• WHAT IS NEEDED: Reproduce the lines below word for word, leaving nothing out and changing nothing.
[Begin ENTRIES SHOWN]
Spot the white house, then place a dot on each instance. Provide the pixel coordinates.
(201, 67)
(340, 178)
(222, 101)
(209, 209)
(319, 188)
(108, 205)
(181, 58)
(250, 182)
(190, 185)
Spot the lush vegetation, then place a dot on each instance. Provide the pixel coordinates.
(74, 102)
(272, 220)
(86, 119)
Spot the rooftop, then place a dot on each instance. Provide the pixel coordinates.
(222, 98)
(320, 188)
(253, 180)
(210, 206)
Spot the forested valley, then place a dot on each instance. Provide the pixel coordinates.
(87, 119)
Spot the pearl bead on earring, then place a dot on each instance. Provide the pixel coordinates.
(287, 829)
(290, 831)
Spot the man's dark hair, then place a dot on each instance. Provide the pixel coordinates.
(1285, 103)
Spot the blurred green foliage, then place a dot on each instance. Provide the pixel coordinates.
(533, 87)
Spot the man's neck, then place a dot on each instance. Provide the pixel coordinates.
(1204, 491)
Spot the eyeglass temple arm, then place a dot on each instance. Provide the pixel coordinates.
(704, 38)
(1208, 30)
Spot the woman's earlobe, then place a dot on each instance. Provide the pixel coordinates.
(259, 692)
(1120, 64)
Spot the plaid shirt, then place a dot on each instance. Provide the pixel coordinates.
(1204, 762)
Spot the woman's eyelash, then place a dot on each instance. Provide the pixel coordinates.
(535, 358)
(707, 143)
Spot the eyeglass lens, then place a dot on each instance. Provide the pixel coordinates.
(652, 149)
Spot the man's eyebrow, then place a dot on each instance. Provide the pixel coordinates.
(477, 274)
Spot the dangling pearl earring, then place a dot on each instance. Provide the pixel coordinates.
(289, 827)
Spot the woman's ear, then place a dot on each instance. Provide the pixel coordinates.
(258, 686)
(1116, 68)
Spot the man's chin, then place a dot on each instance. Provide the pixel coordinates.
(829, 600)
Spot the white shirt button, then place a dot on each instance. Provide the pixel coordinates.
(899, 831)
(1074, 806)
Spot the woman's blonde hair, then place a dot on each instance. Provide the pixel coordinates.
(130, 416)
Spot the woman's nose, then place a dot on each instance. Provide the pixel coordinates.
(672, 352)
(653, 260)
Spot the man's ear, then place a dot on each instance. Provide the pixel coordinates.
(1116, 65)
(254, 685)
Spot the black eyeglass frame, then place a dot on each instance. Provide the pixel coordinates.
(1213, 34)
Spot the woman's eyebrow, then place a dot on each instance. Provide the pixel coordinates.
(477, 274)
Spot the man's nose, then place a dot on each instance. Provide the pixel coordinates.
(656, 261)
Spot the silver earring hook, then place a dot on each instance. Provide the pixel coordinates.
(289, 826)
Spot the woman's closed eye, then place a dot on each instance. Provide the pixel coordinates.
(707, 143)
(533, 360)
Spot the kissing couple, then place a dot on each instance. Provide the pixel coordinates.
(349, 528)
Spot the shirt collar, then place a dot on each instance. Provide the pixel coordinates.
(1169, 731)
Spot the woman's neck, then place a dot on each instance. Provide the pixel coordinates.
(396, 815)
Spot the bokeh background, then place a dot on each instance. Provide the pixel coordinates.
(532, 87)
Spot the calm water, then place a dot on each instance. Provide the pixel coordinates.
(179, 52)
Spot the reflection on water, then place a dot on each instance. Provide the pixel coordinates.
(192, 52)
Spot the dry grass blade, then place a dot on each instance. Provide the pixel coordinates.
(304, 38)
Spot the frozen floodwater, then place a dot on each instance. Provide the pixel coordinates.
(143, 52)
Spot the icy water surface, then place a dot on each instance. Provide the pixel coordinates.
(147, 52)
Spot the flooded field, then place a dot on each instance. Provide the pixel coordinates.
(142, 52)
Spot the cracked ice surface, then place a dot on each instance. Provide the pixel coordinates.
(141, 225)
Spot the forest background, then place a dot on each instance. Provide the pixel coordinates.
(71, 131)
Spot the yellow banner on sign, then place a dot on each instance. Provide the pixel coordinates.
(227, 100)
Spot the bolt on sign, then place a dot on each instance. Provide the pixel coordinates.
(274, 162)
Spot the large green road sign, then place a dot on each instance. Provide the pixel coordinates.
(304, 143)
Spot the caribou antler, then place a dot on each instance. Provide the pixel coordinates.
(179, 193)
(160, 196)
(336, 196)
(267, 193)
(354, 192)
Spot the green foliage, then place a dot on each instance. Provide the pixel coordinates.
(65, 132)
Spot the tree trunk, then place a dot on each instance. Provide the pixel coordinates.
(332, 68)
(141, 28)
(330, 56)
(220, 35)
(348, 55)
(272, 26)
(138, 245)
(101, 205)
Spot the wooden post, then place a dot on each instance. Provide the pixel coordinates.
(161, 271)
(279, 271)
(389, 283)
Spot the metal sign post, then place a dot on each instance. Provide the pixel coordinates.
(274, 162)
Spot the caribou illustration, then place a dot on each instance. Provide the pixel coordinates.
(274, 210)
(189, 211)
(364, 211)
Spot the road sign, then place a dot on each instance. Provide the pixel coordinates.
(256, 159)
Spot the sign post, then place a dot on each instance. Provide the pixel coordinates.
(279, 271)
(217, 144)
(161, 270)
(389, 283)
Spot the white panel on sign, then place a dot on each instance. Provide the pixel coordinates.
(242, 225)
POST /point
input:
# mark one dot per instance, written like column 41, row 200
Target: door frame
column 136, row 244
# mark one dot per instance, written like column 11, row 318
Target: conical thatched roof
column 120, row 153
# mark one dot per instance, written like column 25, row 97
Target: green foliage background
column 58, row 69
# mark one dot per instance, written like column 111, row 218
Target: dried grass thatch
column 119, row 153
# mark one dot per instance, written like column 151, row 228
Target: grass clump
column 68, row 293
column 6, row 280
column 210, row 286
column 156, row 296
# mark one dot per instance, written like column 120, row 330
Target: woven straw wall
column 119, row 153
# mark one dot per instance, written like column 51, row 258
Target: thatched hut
[End ENTRIES SHOWN]
• RESPONSE TO THE TASK:
Spot the white house, then place a dot on each instance. Provide the pixel coordinates.
(201, 67)
(340, 178)
(222, 101)
(209, 209)
(319, 188)
(108, 205)
(181, 58)
(250, 182)
(190, 185)
Spot the lush vegetation, then place a dot on each instance. Provide the pixel coordinates.
(74, 102)
(272, 220)
(86, 119)
Spot the rooftop, then place a dot on each instance. Provide the pixel coordinates.
(222, 98)
(320, 188)
(253, 180)
(210, 206)
Spot the forested valley, then place a dot on each instance. Provide the pixel coordinates.
(87, 119)
Spot the pearl bead on earring, then place a dot on each instance. Provide the pixel coordinates.
(287, 829)
(290, 831)
Spot the man's dark hair, then place a dot on each instance. Provide the pixel coordinates.
(1285, 103)
Spot the blurred green foliage, then place a dot on each instance. Provide the pixel coordinates.
(533, 87)
Spot the man's neck, then place a dot on each instance. Provide the pixel coordinates.
(1204, 491)
Spot the eyeglass temple arm, then place a dot on each instance. Provide the pixel coordinates.
(704, 38)
(1208, 30)
Spot the woman's earlobe, then place a dot on each instance. Provide the pixel coordinates.
(259, 692)
(1120, 64)
Spot the plaid shirt, then place a dot on each instance. Provide the pixel coordinates.
(1204, 762)
Spot the woman's eyelash, then place a dot on each instance. Provide the pixel coordinates.
(535, 358)
(707, 143)
Spot the eyeglass lens, then place a dot on each instance. Provide the pixel coordinates.
(652, 149)
Spot the man's eyebrow, then place a dot on each instance. Provide the pixel coordinates.
(477, 274)
Spot the dangling pearl earring, then place a dot on each instance. Provide the pixel coordinates.
(289, 827)
Spot the woman's ear, then place a dot on each instance. Provide the pixel coordinates.
(258, 686)
(1116, 68)
Spot the man's chin, then place a dot on each instance. Provide the pixel coordinates.
(829, 600)
Spot the white shirt button, then place a dot on each instance. Provide the pixel coordinates.
(899, 831)
(1074, 806)
Spot the woman's blonde hair, then place a dot on each instance. Provide the pixel coordinates.
(130, 416)
Spot the woman's nose, then place a dot on each instance. Provide the pixel coordinates.
(672, 352)
(653, 260)
Spot the man's ear, then place a dot on each instance. Provide the pixel coordinates.
(1116, 65)
(254, 685)
Spot the black eyeglass frame, then place a dot on each instance. Provide the pixel coordinates.
(1213, 34)
Spot the woman's eyebrow, then place a dot on each instance. Provide the pixel coordinates.
(477, 274)
Spot the man's nose, then place a dot on each instance. Provide the pixel coordinates.
(656, 261)
Spot the silver earring hook, then place a dot on each instance. Provide the pixel coordinates.
(289, 826)
Spot the woman's closed eye, then place a dot on each instance. Provide the pixel coordinates.
(707, 143)
(533, 360)
Spot the kissing couple, then place a dot on each instance. Provide the pixel coordinates.
(349, 528)
Spot the shirt collar, then place a dot on each instance. Provide the pixel coordinates.
(1169, 731)
Spot the woman's neck, then place a dot on each instance. Provide the pixel coordinates.
(396, 815)
Spot the bokeh background, then place a dot on each instance. Provide the pixel coordinates.
(532, 87)
Spot the calm water, then place a dot on each instance. Provide the pixel coordinates.
(179, 52)
Spot the reflection on water, then place a dot on each instance. Provide the pixel coordinates.
(192, 52)
Spot the dry grass blade, then place a dot on each instance. Provide the pixel coordinates.
(304, 38)
Spot the frozen floodwater, then place a dot on each instance. Provide the pixel coordinates.
(143, 52)
Spot the icy water surface, then place a dot on each instance. Provide the pixel coordinates.
(147, 52)
Spot the flooded field, then place a dot on each instance. Provide the pixel coordinates.
(142, 52)
Spot the cracked ice surface, then place a dot on each instance. Provide the pixel coordinates.
(141, 225)
Spot the forest background, then place a dot on each instance. Provide the pixel coordinates.
(71, 131)
Spot the yellow banner on sign, then place a dot on each instance. Provide the pixel coordinates.
(227, 100)
Spot the bolt on sign, then place a dot on each instance. Provide the pixel coordinates.
(274, 162)
Spot the large green road sign, then place a dot on each instance. Provide the pixel coordinates.
(304, 143)
Spot the caribou antler, then place a dot on each instance. Provide the pixel coordinates.
(179, 193)
(160, 196)
(336, 196)
(267, 193)
(354, 192)
Spot the green foliage, then place a dot on each instance. Provide the pixel coordinates.
(65, 132)
Spot the tree trunk, then place a dot on each instance. Provide the pixel coordinates.
(332, 68)
(141, 28)
(330, 56)
(220, 35)
(348, 55)
(272, 26)
(138, 245)
(101, 205)
Spot the wooden post, then place a dot on each instance. Provide the pixel coordinates.
(161, 271)
(279, 271)
(389, 283)
Spot the metal sign post, then place a dot on each instance. Provide the pixel coordinates.
(274, 162)
Spot the caribou illustration, then place a dot on each instance. Provide the pixel coordinates.
(274, 210)
(189, 211)
(364, 211)
Spot the road sign, then place a dot on each instance. Provide the pixel coordinates.
(256, 159)
Spot the sign post, then place a dot on each instance. Provide the pixel coordinates.
(279, 271)
(217, 144)
(161, 270)
(389, 283)
Spot the white panel on sign, then place a dot on each instance. Provide the pixel coordinates.
(242, 225)
POST /point
input:
# mark one dot per instance, written like column 41, row 200
Target: door frame
column 136, row 244
# mark one dot per instance, written like column 11, row 318
Target: conical thatched roof
column 120, row 153
# mark one dot per instance, written like column 25, row 97
Target: green foliage background
column 58, row 69
# mark one dot per instance, written like column 111, row 218
Target: dried grass thatch
column 119, row 153
# mark one dot per instance, written like column 151, row 228
Target: grass clump
column 68, row 293
column 6, row 280
column 210, row 286
column 156, row 296
# mark one dot per instance, written like column 120, row 330
Target: woven straw wall
column 119, row 153
# mark one dot per instance, written like column 51, row 258
Target: thatched hut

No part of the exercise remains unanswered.